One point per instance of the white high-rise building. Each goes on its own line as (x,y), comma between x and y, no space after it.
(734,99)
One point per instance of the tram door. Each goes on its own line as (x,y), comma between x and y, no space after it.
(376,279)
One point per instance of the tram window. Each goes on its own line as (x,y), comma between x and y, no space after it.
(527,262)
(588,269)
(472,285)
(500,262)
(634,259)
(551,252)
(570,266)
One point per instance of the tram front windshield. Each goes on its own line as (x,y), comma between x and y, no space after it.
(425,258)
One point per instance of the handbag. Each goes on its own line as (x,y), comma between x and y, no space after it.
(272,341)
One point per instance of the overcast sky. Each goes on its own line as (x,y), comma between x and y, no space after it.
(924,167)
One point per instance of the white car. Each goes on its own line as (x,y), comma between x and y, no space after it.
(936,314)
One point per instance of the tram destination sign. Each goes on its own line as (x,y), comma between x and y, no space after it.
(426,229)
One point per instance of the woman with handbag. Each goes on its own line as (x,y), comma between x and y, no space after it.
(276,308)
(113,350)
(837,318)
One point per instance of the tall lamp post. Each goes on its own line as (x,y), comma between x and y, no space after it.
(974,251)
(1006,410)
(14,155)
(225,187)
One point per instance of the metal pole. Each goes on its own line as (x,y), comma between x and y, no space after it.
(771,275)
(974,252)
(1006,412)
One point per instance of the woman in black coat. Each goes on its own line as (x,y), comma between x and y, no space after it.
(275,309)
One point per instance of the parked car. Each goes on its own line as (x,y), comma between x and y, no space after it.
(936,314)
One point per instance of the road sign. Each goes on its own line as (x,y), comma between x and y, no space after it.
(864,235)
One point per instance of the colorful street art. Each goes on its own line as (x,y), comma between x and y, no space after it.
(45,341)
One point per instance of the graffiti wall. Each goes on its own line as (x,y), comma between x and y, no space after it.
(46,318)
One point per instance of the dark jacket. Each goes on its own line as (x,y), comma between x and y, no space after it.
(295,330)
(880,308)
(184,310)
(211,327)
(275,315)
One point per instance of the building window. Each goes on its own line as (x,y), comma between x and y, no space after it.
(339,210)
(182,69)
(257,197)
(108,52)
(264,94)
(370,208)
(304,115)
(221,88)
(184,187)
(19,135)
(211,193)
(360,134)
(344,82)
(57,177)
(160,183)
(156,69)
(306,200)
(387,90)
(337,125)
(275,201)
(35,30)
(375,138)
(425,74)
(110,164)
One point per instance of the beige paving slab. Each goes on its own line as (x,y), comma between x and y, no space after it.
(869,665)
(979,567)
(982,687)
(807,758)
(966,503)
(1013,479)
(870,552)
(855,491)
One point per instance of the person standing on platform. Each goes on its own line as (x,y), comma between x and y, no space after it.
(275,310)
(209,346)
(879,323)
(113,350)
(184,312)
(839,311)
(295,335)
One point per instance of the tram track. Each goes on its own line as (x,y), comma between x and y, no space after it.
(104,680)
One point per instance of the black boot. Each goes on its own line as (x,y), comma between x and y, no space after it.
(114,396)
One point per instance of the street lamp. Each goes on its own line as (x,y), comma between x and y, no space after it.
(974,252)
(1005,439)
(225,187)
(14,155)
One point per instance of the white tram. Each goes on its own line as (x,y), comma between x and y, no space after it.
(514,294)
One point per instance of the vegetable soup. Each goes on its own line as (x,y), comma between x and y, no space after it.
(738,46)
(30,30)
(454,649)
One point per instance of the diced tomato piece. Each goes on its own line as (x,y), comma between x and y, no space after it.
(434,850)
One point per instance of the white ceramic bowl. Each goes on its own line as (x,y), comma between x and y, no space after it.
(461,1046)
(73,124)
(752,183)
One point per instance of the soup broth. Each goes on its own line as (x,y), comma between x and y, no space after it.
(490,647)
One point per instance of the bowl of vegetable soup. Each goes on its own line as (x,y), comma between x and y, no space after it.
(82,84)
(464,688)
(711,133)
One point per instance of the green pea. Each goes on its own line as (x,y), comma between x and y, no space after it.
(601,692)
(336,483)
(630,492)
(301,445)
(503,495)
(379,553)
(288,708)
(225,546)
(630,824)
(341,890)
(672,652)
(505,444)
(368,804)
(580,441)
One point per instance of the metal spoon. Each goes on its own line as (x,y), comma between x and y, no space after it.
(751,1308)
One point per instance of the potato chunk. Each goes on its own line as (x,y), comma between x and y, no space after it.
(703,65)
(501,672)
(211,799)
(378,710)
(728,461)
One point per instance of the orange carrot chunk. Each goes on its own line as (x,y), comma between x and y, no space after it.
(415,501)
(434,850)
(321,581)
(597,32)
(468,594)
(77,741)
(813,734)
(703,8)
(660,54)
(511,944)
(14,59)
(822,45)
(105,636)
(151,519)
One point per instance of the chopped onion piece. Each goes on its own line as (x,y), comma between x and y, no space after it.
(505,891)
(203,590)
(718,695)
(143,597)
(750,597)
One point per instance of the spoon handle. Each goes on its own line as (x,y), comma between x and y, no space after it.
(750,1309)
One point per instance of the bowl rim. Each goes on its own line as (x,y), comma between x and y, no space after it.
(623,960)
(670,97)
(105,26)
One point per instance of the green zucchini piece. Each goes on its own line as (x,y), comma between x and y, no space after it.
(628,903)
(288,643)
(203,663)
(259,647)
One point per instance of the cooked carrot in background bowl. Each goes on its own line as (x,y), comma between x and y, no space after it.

* * *

§ Task prompt
Set down the entries again, exactly as they stand above.

§ Solution
One point per instance of the white high-rise building. Each goes on its own line as (x,y), comma between x and y, no space after it.
(734,99)
One point per instance of the tram door. Each goes on its own line as (x,y), comma between x and y, no space after it.
(376,279)
One point per instance of the tram window. Each goes on its own line as (x,y), comma between x and y, no space after it.
(527,262)
(588,269)
(472,285)
(500,262)
(634,259)
(551,252)
(570,266)
One point per instance of the tram front windshield. Each goes on its own line as (x,y), comma between x and y, no space after it.
(425,258)
One point per instance of the handbag. Each goes on its own line as (x,y), comma between x and y, no space after it.
(272,341)
One point per instance of the overcast sky. Each goes on its own line as (x,y), comma between x and y, no space after it.
(924,167)
One point per instance of the white car. Each goes on its own line as (x,y), comma between x and y, no space after it.
(936,314)
One point per instance of the tram destination sign. Each goes on its own line as (x,y), comma between x and y, no space after it.
(426,229)
One point per instance of the woman with handbag. Each goes on its own line as (x,y), comma between x and y, no space after it.
(276,308)
(113,350)
(837,318)
One point per instance of the tall lamp post. Each goes on its own line as (x,y), comma between x and y, no space after it.
(974,251)
(1006,410)
(14,155)
(225,187)
One point per instance of the metal pole. Each goes on its own line as (x,y), comma between x and y, no space after it.
(771,275)
(974,252)
(1006,412)
One point per instance of the woman in black coat. Each goes on its own line as (x,y), comma between x and y, no space after it.
(275,309)
One point per instance of the parked car. Each goes on its own line as (x,y), comma between x and y, no space after it.
(936,314)
One point per instance of the road sign. Each goes on its own line as (x,y), comma between x and y, no space after it.
(864,235)
One point per instance of the colorful street art. Each goes on its own line as (x,y), comma between x and y, no space after it.
(45,341)
One point per instance of the graffiti wall. Each goes on its own line as (x,y), comma between x and y, no space after it.
(46,318)
One point per instance of the dark jacket. Each goes on its own line as (x,y), comma between x and y, no space after it.
(295,330)
(880,308)
(184,310)
(211,327)
(275,315)
One point per instance of the building window. Each goes on its own line as (x,y), comma between x and y, no space after it.
(339,210)
(182,69)
(257,197)
(108,52)
(264,94)
(370,208)
(304,115)
(221,88)
(184,187)
(19,135)
(211,193)
(360,134)
(344,82)
(57,177)
(160,183)
(156,69)
(306,200)
(387,90)
(337,125)
(275,201)
(35,30)
(375,138)
(425,74)
(110,164)
One point per instance of the beige paving slab. Each goes on its own line as (x,y), comma between x and y, no space after it.
(869,665)
(979,567)
(982,687)
(807,758)
(966,503)
(1013,479)
(870,552)
(855,491)
One point per instance of the person standing on platform. Each goes on its own line as (x,y), comma between x and y, no space after it.
(275,310)
(209,346)
(879,323)
(113,350)
(184,312)
(839,311)
(295,335)
One point per instance of the tram track. Each goes on its own line as (x,y), comma between x and y, no space after it.
(104,680)
One point per instance of the black boot. Each goes on its own line as (x,y), comma between x and y, no space after it.
(114,396)
One point per instance of the street lamp. Each goes on its own line as (x,y), comma between x and y, no space after it.
(974,252)
(1005,439)
(225,187)
(14,155)
One point per instance of the white tram. Each goes on its own line as (x,y), comma between x and y, no space after it.
(514,294)
One point per instance of the vegetable soup. Each goes on its own line as (x,y), comma between x and y, no space after it.
(738,46)
(30,30)
(454,649)
One point per instance of the diced tomato piece. Each goes on its own line as (x,y), comma between x and y, no space after it.
(434,850)
One point per instance of the white ceramic bowl. Each goes on its own line as (x,y), comma between x and y, no space after it.
(461,1046)
(73,124)
(752,183)
One point per instance of the soup broth. Each goes on its own line as (x,y), comma between x and y, no space after it.
(490,647)
One point per instance of the bowl of vegetable soup. Each goes on its own line as (x,y), comma between x and y, no space after it.
(82,84)
(464,688)
(711,133)
One point per instance of the green pea. Each goes on its own line as (x,y), comma between x and y, no space after it.
(601,692)
(336,483)
(630,492)
(301,445)
(503,495)
(379,553)
(288,708)
(225,546)
(630,824)
(341,890)
(672,652)
(505,444)
(368,804)
(580,441)
One point per instance of the metal spoon. Each goes on its own line as (x,y), comma between x and y, no space after it.
(751,1308)
One point per instance of the potato chunk. Each goes on its own line as (x,y), comma between x and y, no space after it.
(703,65)
(501,672)
(211,799)
(378,710)
(728,461)
One point per instance of the orange carrot chunk. Each goes on its own line as (x,y), comma between x and y, no space after it.
(415,501)
(434,850)
(321,581)
(597,32)
(468,594)
(77,741)
(813,734)
(703,8)
(660,54)
(511,944)
(14,59)
(822,45)
(105,636)
(151,519)
One point per instance of the chopped onion piece. Each goes on its own line as (x,y), comma between x and y, no space after it.
(505,891)
(203,590)
(718,695)
(143,597)
(750,597)
One point per instance of the spoon handle. Each goes on its own line as (x,y), comma between x and y, no space after it.
(750,1309)
One point per instance of the bowl rim. Each goes on its own line as (x,y), comma between x and y, no space after it.
(623,960)
(670,97)
(105,26)
One point per instance of the green zucchini piece. Each goes on its own line as (x,y), comma between x and y, no space after it.
(628,903)
(288,643)
(203,663)
(259,647)
One point per instance of the cooked carrot in background bowl. Each goes on its own line as (x,y), comma between x and y, no space after it.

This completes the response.